**THE PROBLEM:**
Retype the rows below exactly, from the line containing "Flashcard task. Put a dot on each instance of the cockpit" through the line containing "x=401 y=155", with both of those lines included.

**EXERCISE INPUT:**
# # # # #
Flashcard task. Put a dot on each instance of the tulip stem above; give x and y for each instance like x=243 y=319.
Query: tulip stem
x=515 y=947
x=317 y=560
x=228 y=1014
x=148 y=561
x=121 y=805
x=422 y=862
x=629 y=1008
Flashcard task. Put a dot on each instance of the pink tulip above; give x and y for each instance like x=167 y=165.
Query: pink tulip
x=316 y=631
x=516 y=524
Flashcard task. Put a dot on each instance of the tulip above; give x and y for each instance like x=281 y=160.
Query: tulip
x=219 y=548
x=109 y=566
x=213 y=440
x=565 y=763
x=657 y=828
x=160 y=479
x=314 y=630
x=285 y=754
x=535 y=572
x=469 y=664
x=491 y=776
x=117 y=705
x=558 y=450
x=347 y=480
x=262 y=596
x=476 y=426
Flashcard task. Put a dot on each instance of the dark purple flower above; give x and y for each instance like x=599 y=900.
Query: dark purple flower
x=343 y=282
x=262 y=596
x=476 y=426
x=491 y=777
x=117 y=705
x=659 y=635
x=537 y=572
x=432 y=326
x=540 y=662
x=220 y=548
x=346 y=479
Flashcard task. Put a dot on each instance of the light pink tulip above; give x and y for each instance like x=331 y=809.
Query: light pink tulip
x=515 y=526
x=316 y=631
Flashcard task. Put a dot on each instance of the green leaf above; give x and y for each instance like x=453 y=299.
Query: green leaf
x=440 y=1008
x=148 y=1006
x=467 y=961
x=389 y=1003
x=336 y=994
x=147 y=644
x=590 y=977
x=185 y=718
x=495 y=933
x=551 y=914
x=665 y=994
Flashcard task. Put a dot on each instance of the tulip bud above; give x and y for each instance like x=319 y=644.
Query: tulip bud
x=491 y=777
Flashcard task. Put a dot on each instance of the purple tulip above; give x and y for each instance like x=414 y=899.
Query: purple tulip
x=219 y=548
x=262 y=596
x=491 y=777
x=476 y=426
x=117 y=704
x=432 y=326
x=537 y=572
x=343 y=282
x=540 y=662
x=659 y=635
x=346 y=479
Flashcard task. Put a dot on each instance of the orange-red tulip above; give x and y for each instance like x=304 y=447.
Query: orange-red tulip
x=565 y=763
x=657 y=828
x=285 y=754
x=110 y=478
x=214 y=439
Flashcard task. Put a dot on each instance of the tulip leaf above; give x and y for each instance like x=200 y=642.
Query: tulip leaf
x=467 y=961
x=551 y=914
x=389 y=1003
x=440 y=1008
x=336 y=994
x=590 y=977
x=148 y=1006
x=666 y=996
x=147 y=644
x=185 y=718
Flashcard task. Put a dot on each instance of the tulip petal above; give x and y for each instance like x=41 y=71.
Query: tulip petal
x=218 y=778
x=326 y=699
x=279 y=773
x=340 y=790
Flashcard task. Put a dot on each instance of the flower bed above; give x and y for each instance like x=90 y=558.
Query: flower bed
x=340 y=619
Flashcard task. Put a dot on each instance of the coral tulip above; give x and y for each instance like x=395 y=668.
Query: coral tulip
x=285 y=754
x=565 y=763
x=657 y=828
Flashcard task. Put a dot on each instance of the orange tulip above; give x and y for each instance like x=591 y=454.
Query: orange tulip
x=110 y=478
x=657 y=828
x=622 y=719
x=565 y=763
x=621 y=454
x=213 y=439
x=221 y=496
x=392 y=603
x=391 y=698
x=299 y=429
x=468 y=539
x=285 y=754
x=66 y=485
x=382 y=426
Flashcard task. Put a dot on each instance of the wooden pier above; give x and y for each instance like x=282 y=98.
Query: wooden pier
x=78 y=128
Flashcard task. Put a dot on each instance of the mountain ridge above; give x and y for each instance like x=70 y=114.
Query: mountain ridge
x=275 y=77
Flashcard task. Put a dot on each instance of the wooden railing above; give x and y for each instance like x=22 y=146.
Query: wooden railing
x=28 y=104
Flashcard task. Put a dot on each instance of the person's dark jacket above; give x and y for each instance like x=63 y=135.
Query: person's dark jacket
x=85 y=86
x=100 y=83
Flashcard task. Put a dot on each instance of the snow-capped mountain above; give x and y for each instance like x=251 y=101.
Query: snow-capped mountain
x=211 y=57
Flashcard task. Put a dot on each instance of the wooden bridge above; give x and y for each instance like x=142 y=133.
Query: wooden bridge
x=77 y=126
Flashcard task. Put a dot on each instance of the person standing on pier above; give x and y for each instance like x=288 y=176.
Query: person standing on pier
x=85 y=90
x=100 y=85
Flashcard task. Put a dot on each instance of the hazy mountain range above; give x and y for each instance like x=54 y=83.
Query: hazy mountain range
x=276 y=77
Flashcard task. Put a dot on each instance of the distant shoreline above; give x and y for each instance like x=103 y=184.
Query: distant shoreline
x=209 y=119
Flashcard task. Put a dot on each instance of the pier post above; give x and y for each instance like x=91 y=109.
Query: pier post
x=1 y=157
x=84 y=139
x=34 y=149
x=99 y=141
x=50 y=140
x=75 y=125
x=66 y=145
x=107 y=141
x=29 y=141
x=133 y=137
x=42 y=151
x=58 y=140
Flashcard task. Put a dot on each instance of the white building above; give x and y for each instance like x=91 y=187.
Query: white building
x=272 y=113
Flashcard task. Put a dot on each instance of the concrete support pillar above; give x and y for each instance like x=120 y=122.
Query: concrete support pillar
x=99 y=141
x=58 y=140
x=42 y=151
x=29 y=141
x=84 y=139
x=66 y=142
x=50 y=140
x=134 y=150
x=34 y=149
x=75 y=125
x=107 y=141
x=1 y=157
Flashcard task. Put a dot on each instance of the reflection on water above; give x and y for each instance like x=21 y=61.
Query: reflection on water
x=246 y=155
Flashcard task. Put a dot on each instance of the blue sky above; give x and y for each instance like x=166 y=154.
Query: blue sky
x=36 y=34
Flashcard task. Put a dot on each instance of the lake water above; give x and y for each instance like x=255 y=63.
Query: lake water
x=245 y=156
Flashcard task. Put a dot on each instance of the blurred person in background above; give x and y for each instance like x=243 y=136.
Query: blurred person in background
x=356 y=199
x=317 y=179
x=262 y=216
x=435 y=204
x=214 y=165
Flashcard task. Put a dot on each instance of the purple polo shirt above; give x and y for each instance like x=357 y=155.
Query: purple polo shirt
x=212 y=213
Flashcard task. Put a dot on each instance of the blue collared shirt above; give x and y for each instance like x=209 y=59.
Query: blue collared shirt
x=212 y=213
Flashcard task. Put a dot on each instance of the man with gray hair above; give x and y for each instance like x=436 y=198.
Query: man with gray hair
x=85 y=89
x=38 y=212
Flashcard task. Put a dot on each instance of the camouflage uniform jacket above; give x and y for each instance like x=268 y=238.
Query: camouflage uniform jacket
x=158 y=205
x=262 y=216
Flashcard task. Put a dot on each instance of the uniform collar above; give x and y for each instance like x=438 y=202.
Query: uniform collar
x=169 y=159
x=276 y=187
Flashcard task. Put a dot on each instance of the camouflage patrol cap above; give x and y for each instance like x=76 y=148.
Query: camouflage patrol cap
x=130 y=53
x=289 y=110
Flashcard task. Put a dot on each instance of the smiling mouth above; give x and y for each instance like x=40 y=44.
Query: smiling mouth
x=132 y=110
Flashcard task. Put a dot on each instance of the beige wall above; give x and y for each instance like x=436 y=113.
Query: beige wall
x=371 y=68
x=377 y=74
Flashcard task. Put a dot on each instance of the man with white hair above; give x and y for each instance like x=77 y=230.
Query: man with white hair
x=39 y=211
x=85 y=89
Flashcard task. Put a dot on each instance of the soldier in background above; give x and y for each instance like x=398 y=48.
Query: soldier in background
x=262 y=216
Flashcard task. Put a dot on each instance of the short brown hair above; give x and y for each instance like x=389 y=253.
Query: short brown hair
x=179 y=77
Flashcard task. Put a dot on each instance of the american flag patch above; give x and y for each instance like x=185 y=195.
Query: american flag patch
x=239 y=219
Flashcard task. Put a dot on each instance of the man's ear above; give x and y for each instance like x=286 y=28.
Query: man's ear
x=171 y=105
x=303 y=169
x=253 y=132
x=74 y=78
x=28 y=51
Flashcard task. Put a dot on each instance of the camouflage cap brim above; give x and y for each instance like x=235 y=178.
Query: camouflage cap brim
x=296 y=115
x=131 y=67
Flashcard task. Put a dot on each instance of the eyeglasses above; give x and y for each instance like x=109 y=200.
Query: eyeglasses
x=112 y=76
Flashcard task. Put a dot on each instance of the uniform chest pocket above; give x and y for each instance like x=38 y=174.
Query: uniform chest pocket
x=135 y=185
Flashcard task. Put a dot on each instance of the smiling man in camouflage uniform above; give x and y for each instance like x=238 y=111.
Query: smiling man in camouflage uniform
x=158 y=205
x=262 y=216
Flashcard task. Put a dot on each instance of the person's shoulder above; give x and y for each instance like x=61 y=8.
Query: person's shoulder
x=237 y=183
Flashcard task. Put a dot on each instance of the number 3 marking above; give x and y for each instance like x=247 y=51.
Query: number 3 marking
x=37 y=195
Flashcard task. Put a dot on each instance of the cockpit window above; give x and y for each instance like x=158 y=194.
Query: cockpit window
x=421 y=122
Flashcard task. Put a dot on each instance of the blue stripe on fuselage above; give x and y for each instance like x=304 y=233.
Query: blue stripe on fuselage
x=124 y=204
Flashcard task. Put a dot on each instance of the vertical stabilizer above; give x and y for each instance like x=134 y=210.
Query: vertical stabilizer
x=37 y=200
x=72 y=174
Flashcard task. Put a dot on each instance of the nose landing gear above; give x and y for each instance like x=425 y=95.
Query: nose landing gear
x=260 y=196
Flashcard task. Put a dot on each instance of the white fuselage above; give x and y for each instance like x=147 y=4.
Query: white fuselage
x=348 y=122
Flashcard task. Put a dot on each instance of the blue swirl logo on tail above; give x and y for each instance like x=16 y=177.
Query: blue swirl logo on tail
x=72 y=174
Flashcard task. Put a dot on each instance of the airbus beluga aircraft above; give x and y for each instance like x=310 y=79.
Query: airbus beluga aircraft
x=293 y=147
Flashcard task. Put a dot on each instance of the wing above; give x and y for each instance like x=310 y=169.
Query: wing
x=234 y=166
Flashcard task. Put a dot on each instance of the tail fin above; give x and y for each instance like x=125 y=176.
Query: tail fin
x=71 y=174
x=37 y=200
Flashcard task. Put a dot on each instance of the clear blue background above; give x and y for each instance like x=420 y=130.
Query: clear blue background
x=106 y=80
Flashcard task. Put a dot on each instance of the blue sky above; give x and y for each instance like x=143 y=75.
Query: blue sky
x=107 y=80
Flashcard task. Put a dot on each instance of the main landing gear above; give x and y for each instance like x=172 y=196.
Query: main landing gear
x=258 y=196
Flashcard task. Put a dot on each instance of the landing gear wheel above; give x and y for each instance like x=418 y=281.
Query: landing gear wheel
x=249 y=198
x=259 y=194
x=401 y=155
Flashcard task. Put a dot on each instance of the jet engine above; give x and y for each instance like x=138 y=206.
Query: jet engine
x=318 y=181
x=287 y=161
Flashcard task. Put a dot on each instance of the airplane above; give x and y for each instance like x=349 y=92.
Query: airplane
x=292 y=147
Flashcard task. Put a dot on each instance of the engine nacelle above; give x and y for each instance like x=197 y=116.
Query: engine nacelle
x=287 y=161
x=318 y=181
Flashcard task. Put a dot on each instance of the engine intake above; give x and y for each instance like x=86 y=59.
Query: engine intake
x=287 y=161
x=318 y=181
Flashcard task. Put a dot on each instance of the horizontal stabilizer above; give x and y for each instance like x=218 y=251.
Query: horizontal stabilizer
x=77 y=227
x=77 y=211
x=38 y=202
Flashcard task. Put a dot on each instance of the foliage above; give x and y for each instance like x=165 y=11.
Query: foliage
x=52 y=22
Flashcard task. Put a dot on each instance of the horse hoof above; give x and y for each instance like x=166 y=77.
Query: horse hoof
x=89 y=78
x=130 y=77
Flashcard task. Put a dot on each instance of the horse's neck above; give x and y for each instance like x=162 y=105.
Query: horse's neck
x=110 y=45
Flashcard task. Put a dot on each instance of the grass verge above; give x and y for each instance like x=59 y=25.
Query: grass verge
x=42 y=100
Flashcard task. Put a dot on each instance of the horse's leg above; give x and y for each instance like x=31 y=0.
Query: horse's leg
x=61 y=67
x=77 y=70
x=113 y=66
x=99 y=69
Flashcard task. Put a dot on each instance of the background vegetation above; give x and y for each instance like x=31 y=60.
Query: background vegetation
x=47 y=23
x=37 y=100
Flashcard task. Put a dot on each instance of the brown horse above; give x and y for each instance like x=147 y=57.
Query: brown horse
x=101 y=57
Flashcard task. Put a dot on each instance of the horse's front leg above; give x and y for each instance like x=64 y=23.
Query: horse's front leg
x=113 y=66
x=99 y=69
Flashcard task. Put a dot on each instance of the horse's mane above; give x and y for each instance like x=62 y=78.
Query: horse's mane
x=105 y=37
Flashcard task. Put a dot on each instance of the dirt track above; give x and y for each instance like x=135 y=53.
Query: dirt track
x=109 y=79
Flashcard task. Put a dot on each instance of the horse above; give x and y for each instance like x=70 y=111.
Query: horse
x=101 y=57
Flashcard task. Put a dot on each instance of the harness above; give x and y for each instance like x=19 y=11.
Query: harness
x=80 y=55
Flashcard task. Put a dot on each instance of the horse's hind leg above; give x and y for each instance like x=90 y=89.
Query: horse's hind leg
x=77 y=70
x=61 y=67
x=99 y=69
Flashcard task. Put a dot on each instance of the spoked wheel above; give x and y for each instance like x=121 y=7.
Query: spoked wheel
# # # # #
**COMPLETED TASK:**
Flashcard task. Put a dot on each instance of the cockpit window above; give x and y for each instance like x=158 y=194.
Query: cockpit window
x=421 y=122
Flashcard task. Put a dot on each instance of the blue stripe on fuselage above; give x and y for each instance like x=304 y=233.
Query: blue stripe on fuselage
x=124 y=204
Flashcard task. Put a dot on each instance of the vertical stabilizer above; give x and y for each instance like x=134 y=210.
Query: vertical stabilizer
x=37 y=200
x=72 y=174
Flashcard task. Put a dot on each instance of the nose landing gear above; give x and y for each instance like x=425 y=95.
Query: nose landing gear
x=260 y=196
Flashcard task. Put a dot on each instance of the white fuselage above; give x and y for each instance like x=147 y=4.
Query: white fuselage
x=348 y=122
Flashcard task. Put a dot on each instance of the blue swirl logo on tail above; give x and y for each instance like x=16 y=177.
Query: blue swirl logo on tail
x=72 y=174
Flashcard task. Put a dot on each instance of the airbus beluga aircraft above; give x and y for each instance like x=310 y=79.
Query: airbus beluga aircraft
x=293 y=147
Flashcard task. Put a dot on each instance of the wing above; give x and y for each instance like x=310 y=169.
Query: wing
x=234 y=166
Flashcard task. Put a dot on each instance of the tail fin above; give x and y for each instance like x=125 y=176.
Query: tail fin
x=71 y=174
x=37 y=200
Flashcard task. Put a dot on each instance of the clear blue background above; give x and y for each instance like x=420 y=130.
Query: clear blue background
x=106 y=80
Flashcard task. Put a dot on each instance of the blue sky above; give x and y for each instance like x=143 y=75.
Query: blue sky
x=107 y=80
Flashcard task. Put a dot on each instance of the main landing gear above; give x and y for each instance like x=172 y=196.
Query: main landing gear
x=258 y=196
Flashcard task. Put a dot on each instance of the landing gear wheel above; give x and y for each instance like x=418 y=281.
Query: landing gear wheel
x=249 y=198
x=259 y=194
x=401 y=155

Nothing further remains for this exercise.